WHAT THE TASK REQUIRES
Once the line containing "For practice, label the flat" is found, copy it and each subsequent line exactly. Stop at the end of the records below.

_ _ _ _

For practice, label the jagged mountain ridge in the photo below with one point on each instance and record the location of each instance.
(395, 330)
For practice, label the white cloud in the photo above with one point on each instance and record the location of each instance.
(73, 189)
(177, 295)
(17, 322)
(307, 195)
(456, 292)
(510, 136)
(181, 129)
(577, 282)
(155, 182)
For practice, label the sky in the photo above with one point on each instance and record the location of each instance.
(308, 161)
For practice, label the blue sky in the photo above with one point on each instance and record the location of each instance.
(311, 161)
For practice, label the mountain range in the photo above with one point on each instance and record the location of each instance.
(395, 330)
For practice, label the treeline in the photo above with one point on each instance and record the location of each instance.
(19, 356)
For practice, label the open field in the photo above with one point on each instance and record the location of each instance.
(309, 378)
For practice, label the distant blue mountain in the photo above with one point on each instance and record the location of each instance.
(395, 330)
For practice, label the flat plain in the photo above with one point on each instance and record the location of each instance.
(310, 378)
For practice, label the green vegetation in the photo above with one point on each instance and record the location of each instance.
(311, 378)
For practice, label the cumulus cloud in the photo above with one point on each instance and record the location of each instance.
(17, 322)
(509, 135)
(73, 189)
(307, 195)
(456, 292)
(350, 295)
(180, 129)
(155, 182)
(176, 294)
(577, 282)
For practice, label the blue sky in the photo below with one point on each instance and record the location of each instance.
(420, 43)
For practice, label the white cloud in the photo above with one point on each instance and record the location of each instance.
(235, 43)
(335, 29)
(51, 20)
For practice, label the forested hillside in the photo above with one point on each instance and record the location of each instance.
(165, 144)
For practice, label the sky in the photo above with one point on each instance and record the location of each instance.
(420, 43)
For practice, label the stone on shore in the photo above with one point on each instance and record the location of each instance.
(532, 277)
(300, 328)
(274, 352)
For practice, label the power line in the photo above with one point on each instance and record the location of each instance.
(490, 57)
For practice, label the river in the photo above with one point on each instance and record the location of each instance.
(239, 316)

_ _ _ _

THE COMPLETED TASK
For practice, label the flat plain in the photo above with one point on each instance and record the location of each instance.
(310, 378)
For practice, label the green vegetation in the photo above with one point on each instance and record the location of each instance.
(311, 378)
For practice, label the cumulus cloud in the photo above with one point on each instance and record the location of each instance.
(17, 322)
(509, 135)
(73, 189)
(307, 195)
(456, 292)
(350, 295)
(180, 129)
(155, 182)
(176, 294)
(577, 282)
For practice, label the blue sky in the photo below with one point on each instance and record the location of each instance.
(420, 43)
For practice, label the white cloud in the photo above with one point on each instance and record the location of each instance.
(235, 43)
(335, 29)
(51, 20)
For practice, label the forested hillside in the photo above with one point on each instance and record the location of each instance.
(165, 144)
For practice, label the sky in the photo above with one point on each instance and record the location of each instance.
(420, 43)
For practice, label the stone on shore in the photo above with one point on each instance and record the location of each instance.
(532, 277)
(300, 328)
(274, 352)
For practice, label the power line in the photo above with one point on each instance and record the location of each instance.
(490, 57)
For practice, label the river in the photo above with one point on each instance and record the location of each instance.
(239, 316)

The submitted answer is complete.